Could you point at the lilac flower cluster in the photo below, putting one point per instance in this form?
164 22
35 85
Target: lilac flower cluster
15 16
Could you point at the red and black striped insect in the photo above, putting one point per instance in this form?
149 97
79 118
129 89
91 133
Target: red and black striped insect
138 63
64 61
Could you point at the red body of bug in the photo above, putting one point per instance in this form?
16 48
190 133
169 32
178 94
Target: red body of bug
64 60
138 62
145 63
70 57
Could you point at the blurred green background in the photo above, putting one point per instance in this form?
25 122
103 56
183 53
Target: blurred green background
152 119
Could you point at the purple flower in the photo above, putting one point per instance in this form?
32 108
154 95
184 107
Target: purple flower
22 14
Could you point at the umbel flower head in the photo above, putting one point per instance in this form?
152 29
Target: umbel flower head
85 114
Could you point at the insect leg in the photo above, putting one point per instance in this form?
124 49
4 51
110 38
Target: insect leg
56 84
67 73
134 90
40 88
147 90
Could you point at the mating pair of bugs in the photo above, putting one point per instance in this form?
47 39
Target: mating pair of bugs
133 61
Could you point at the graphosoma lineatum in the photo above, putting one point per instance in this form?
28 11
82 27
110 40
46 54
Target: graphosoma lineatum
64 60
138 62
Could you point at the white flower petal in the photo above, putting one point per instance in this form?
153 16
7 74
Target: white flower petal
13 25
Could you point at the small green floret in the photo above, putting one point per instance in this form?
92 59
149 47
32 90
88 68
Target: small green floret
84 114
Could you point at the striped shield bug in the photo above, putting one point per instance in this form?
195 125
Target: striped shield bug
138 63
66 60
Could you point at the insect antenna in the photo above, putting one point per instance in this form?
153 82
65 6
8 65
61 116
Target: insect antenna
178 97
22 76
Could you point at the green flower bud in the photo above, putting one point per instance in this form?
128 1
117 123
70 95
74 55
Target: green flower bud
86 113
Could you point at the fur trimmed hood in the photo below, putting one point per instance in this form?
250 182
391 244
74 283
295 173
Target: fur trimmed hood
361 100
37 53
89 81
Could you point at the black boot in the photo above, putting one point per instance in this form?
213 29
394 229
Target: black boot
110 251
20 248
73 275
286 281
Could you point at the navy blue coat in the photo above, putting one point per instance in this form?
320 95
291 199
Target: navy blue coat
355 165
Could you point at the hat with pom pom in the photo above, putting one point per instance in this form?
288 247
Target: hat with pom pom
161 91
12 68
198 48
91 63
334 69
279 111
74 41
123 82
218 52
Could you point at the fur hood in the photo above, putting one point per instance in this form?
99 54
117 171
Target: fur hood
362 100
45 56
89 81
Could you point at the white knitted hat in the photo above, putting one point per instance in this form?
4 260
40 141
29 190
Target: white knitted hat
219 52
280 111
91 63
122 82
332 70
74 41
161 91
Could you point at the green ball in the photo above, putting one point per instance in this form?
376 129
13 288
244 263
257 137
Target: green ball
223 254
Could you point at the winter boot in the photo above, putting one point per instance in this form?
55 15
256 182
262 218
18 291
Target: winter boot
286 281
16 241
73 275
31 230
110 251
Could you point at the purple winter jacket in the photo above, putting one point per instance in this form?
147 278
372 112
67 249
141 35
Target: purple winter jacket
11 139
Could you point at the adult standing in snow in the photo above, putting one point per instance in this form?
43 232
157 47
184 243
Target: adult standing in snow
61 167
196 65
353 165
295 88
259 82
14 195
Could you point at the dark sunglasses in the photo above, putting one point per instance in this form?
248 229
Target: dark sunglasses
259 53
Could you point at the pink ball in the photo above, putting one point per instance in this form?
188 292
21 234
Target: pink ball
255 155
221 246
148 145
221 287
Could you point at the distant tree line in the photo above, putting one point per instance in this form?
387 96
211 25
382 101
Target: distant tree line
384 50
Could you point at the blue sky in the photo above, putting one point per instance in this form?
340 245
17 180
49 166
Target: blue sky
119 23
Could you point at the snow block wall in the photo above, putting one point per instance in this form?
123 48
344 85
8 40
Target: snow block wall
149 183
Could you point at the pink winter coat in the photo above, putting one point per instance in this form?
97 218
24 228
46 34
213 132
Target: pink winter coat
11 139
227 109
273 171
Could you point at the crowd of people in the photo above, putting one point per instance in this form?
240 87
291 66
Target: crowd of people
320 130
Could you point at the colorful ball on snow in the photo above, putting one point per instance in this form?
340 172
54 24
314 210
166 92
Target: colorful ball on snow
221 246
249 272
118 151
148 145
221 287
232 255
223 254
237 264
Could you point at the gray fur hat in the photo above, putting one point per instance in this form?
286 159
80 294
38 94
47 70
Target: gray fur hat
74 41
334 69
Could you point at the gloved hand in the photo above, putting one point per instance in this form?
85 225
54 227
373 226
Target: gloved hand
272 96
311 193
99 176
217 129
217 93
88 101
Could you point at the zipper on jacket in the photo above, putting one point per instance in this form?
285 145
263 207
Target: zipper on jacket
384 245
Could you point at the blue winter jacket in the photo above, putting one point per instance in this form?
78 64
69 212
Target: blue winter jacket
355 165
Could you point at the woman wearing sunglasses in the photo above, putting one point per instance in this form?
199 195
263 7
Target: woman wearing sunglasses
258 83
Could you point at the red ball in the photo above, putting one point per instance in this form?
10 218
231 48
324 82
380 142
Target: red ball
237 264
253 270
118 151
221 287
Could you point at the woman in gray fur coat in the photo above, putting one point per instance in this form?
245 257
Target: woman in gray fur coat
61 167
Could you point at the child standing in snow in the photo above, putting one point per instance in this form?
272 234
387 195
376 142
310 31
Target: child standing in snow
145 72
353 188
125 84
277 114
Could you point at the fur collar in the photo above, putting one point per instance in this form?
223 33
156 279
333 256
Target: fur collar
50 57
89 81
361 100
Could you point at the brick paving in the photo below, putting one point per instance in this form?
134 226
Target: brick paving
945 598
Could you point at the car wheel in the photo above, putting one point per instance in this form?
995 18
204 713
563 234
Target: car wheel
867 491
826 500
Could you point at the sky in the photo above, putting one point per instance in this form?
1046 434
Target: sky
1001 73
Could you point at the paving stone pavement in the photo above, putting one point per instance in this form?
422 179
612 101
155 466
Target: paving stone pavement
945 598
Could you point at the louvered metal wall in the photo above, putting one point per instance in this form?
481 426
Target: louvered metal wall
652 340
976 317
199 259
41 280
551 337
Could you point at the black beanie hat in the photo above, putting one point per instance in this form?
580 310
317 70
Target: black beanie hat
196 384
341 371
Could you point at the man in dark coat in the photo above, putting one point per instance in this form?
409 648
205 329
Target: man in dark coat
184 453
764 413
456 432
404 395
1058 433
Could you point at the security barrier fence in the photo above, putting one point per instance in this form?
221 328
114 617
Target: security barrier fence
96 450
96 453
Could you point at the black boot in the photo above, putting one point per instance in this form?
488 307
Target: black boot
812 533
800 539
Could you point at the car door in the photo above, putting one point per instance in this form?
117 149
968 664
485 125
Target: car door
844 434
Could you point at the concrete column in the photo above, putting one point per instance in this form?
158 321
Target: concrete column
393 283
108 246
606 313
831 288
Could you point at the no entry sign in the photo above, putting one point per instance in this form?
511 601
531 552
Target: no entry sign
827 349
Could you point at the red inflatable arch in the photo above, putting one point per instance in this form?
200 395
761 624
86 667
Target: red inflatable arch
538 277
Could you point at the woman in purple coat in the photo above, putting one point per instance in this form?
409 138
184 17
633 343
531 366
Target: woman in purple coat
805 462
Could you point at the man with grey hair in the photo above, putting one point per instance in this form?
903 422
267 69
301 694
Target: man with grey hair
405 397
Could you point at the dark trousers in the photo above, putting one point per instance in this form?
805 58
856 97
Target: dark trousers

+--

◆ Work to complete: Which lines run from the one containing "Could you point at the man in" to the end of the entries above? Quote exactly those, and only those.

◆ Result:
Could you point at the man in dark coat in the photo above, putting one point per instance in this form?
409 648
205 329
Target: man in dark coat
184 453
764 413
456 432
404 395
1058 433
Could you point at the security barrier fence in the photo above, putting one point per instance in this form?
221 328
114 617
Target: security barrier fence
96 450
96 453
Could you point at the black boot in the photo above, putting one point per instance in this form?
488 307
Target: black boot
812 533
800 539
Could you point at the car door in the photo above, putting one point per instance in this form?
117 149
968 664
485 125
Target: car door
844 434
Could you point at the concrete column in the photo above, putting one point per instance in this form?
158 321
Target: concrete column
393 283
108 246
606 313
831 288
Could you point at the no entry sign in the photo above, putting one point per instance in this form?
511 601
531 552
Target: no entry sign
827 349
Could you point at the red inflatable arch in the photo above, putting one point per instance in this form?
200 395
761 624
86 667
Target: red inflatable arch
538 277
Could you point at the woman in purple coat in the photo above, putting one point per instance in this form?
409 138
184 17
633 343
531 366
Target: woman in purple coat
805 462
Could you point at the man with grey hair in the photo above, putting one point per instance in this form?
903 422
267 69
301 694
Target: man with grey hair
405 397
Could you point at the dark trousers in the photo above, putting one point per instance in this form?
805 58
856 97
Target: dark trousers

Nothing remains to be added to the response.